Listing:
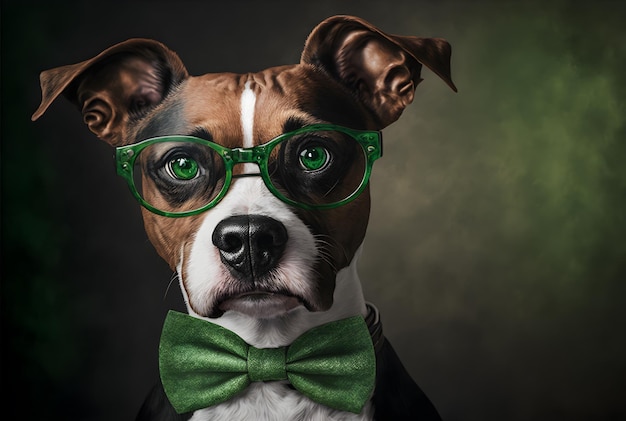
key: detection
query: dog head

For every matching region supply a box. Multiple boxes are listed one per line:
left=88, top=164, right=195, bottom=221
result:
left=33, top=16, right=456, bottom=332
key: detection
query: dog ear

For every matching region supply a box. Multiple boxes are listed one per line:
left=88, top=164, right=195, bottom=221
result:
left=301, top=16, right=456, bottom=129
left=32, top=38, right=188, bottom=146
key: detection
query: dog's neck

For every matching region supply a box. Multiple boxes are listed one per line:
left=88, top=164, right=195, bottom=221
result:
left=180, top=249, right=367, bottom=348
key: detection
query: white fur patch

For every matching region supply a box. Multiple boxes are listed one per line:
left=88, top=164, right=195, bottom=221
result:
left=185, top=382, right=373, bottom=421
left=177, top=78, right=373, bottom=421
left=241, top=81, right=256, bottom=148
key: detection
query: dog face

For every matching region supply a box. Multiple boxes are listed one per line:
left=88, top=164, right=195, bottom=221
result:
left=33, top=16, right=455, bottom=319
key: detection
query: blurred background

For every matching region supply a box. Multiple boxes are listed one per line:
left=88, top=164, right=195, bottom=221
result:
left=1, top=0, right=626, bottom=421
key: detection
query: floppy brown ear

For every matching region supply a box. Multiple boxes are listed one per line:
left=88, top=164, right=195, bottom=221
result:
left=32, top=38, right=188, bottom=146
left=301, top=16, right=456, bottom=129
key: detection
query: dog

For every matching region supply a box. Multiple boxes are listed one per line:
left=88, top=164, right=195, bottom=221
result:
left=33, top=16, right=456, bottom=421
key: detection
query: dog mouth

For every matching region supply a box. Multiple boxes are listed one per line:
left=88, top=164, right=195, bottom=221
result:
left=210, top=290, right=311, bottom=318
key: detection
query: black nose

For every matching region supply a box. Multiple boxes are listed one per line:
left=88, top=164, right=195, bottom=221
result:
left=213, top=215, right=289, bottom=279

Stated goal:
Count the lines in the data above that contain the string "query", treating uppercase and lowercase as different, and give only the number.

Worked solution:
10